▶ _WHAT TO DO_: An exact reproduction of the records is required, with all images left out.

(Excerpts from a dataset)
•••
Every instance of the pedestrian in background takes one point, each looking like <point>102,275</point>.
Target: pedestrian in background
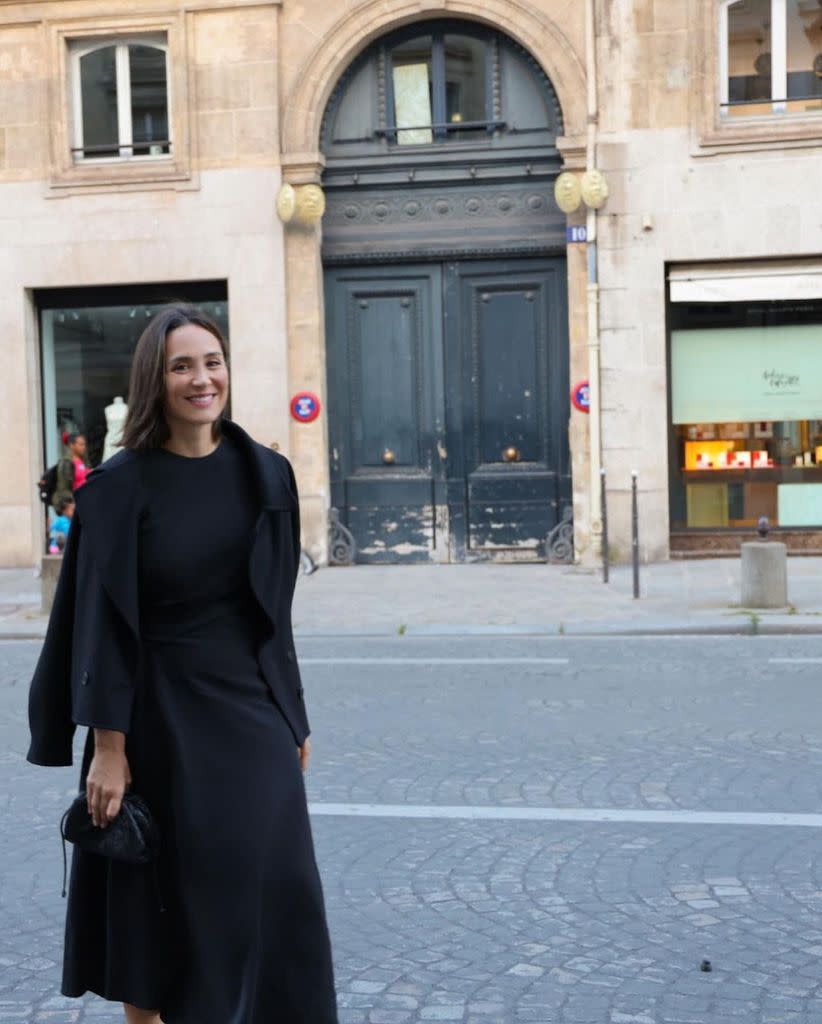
<point>173,610</point>
<point>58,531</point>
<point>72,470</point>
•••
▶ _WRITTEN ANSWER_:
Every instance of the pedestrian in background takes one point, each looking like <point>102,275</point>.
Target: pedestrian in background
<point>173,610</point>
<point>58,531</point>
<point>72,470</point>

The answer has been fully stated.